22 January 2016

Waiting. I am tired. So tired that I fall asleep sitting up, for a half minute, enough to jerk my head upright when a clanging noise, a cold breeze, whatever, wakes me up again. I want to look smart and presentable when the doctors knock and walk in with their white coats swishing.
Ever since breakfast I have been imagining what I'll do once they discharge me - which they have done by now or this post would not be up. The taxi ride through the cold and sunny Friday morning, searching for the house keys and stepping into the warmth of my messy kitchen. Putting on the kettle and sitting on the old leather sofa, wrapped in two blankets, looking out into the garden with a steaming cup in my hands and the newspaper on my lap. On the window sill, the first little pots are basking in the sun. We'll start with the peppers, R told me last night.

Not looking at the lab report from hell. Not yet.

To think that somewhere on these pages with their secret codes, the bold red type indicating where my blood sample failed to remain within the reference ranges, a hidden message may be waiting.
I am kidding myself. It jumped at me as soon as I got the print out and hastily I folded it and stuffed it in my overnight bag. I can see it with my eyes closed and I wish I would be ignorant, that nobody ever told me about transaminases and inflammation markers and all that shit.

..........

> Work to be completed
Rewrite the diary entry's passage from "22 January 2016" to "white coats swishing.", putting "exhausted" wherever "tired" appears.

..........

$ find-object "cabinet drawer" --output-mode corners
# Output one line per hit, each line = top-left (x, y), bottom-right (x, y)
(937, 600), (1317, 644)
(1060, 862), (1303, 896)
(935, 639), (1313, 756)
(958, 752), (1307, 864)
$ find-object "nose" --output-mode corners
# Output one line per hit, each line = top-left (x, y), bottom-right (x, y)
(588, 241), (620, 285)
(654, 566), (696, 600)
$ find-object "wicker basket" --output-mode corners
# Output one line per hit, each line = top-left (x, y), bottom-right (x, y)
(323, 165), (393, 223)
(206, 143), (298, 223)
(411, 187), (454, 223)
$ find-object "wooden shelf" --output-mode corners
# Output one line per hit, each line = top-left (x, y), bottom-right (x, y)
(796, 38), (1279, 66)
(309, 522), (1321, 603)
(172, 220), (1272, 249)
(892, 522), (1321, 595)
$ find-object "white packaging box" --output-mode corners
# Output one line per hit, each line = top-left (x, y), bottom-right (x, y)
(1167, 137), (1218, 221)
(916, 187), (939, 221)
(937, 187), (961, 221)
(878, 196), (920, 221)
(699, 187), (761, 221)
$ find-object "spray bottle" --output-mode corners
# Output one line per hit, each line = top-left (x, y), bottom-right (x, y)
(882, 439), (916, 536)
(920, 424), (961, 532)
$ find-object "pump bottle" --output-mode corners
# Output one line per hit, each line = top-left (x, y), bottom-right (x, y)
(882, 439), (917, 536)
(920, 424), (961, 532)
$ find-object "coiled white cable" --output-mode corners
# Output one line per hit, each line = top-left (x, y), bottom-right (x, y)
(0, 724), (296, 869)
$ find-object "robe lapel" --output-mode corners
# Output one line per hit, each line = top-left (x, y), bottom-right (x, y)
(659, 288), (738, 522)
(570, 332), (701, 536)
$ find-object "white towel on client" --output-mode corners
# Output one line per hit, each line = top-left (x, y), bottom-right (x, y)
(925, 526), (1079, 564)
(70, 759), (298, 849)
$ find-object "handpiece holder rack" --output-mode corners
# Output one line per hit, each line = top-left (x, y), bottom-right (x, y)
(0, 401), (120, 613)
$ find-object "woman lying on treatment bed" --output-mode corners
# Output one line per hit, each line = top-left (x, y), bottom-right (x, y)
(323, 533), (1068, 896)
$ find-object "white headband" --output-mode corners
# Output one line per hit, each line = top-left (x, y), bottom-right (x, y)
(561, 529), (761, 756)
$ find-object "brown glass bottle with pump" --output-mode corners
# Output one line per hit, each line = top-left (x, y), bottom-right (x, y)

..........

> The answer
22 January 2016

Waiting. I am exhausted. So exhausted that I fall asleep sitting up, for a half minute, enough to jerk my head upright when a clanging noise, a cold breeze, whatever, wakes me up again. I want to look smart and presentable when the doctors knock and walk in with their white coats swishing.